PROBLEM TO SOLVE:
Extract every line of the records below that contains the word "stone".

::::

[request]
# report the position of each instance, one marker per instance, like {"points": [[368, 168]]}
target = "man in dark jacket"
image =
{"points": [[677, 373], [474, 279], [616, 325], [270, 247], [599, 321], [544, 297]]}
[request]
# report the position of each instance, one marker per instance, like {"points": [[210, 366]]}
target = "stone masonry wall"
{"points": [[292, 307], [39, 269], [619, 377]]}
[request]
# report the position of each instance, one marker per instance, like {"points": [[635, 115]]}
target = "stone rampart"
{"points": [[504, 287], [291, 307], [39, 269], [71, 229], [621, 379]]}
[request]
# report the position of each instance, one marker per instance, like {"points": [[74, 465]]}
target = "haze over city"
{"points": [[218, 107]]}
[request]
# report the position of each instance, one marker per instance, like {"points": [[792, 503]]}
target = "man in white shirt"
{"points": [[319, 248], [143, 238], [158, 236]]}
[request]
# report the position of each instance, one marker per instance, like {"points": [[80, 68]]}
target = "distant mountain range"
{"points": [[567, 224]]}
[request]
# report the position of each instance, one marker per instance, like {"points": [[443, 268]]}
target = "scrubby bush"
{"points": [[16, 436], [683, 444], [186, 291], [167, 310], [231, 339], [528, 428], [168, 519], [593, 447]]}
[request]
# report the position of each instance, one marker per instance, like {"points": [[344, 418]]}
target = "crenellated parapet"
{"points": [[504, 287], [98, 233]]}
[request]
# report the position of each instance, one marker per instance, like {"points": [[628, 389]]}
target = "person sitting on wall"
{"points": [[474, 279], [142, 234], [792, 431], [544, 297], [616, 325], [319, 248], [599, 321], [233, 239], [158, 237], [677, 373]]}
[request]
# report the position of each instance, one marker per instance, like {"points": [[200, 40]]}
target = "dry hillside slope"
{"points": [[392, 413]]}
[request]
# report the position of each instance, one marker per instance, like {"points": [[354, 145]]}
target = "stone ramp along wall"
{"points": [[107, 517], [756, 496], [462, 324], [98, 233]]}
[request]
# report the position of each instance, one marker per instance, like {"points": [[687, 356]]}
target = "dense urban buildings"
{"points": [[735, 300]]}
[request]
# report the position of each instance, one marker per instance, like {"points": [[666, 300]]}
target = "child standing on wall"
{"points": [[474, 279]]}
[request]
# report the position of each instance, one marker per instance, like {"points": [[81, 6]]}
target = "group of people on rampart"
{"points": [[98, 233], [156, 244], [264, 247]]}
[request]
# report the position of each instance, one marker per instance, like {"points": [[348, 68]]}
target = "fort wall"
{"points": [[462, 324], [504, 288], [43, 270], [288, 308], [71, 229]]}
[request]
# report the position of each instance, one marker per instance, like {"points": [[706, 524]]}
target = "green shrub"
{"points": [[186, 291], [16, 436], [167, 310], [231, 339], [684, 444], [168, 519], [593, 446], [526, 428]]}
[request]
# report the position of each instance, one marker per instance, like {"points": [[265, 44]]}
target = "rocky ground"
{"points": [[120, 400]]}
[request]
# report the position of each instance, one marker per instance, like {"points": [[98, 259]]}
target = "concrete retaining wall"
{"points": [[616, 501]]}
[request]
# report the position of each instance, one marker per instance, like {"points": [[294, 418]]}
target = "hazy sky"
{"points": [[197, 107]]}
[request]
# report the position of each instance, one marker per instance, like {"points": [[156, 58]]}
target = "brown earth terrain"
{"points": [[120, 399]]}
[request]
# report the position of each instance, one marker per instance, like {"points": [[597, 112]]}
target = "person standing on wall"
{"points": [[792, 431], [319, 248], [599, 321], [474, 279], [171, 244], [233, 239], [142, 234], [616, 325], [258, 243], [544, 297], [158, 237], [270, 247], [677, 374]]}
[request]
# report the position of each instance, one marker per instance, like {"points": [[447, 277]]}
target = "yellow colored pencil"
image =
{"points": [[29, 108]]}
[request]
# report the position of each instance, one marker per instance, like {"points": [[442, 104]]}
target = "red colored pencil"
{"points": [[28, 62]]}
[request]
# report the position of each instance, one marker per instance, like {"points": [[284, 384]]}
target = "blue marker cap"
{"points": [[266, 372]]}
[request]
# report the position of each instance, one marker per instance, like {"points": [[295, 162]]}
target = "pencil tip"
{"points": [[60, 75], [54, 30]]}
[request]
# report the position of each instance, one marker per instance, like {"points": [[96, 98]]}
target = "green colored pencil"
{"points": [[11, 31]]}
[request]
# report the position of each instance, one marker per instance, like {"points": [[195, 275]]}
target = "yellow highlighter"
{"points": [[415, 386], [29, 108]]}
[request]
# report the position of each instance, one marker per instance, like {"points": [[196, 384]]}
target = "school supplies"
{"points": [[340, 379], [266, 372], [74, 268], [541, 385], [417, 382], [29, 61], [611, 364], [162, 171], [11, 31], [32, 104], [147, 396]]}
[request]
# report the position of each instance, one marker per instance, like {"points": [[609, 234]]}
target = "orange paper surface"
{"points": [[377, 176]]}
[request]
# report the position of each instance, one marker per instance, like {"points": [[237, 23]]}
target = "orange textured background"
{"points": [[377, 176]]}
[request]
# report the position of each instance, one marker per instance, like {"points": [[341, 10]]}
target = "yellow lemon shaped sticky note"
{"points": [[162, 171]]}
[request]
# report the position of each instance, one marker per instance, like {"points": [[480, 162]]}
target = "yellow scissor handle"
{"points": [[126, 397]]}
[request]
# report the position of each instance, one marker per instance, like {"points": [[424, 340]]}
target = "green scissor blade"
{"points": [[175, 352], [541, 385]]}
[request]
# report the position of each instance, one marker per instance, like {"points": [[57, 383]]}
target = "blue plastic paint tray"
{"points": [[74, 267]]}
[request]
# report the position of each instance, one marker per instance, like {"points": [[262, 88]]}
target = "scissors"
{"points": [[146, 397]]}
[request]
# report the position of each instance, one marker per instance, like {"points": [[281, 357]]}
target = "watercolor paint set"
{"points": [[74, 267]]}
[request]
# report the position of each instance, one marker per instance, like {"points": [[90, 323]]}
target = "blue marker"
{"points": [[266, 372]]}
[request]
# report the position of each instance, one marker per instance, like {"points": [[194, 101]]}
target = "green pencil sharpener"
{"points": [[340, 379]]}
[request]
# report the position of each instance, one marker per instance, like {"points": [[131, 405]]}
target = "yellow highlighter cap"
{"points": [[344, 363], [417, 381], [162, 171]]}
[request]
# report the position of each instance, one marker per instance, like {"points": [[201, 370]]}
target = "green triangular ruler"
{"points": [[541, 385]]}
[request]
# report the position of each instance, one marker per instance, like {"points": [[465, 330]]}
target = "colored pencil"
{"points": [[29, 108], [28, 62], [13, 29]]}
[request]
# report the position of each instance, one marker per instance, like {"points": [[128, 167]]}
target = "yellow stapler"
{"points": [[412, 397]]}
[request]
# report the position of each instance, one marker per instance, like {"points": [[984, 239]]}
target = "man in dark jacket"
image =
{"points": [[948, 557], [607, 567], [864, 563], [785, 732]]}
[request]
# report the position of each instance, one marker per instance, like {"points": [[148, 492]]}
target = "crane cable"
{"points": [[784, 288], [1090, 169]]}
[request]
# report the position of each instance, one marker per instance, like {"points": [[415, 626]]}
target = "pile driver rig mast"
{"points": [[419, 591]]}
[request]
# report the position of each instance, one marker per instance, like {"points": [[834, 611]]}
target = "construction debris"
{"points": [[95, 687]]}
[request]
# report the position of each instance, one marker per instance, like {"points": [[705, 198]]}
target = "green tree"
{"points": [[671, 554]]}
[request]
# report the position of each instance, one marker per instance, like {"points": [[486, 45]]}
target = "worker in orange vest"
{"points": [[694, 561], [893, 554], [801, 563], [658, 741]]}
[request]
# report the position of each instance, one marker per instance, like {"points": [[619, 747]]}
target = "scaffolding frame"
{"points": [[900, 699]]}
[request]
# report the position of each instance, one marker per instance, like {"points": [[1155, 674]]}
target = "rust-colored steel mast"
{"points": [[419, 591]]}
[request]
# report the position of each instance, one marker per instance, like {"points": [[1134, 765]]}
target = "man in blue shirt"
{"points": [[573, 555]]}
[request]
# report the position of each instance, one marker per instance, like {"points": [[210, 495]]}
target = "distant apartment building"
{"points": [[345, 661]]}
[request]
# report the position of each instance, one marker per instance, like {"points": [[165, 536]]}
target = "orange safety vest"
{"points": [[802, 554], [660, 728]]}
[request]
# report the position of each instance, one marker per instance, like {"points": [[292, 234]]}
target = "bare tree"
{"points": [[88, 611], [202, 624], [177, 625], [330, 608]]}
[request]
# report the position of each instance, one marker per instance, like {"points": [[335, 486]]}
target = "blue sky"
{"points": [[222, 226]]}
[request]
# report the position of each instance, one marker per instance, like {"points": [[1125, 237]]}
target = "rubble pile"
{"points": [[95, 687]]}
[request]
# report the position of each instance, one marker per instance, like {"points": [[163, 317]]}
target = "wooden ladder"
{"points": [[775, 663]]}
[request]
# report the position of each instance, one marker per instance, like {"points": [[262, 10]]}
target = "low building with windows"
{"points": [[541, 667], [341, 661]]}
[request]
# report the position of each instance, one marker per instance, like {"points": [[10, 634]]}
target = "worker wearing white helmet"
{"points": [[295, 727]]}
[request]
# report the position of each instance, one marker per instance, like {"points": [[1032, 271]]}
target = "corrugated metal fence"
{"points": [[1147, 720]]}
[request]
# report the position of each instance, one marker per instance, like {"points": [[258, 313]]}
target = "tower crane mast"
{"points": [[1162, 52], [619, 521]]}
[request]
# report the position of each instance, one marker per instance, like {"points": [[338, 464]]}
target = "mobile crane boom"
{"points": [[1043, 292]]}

::::

EXERCISE SOLUTION:
target = "stone masonry wall"
target = "stone rampart"
target = "stone ramp along wall"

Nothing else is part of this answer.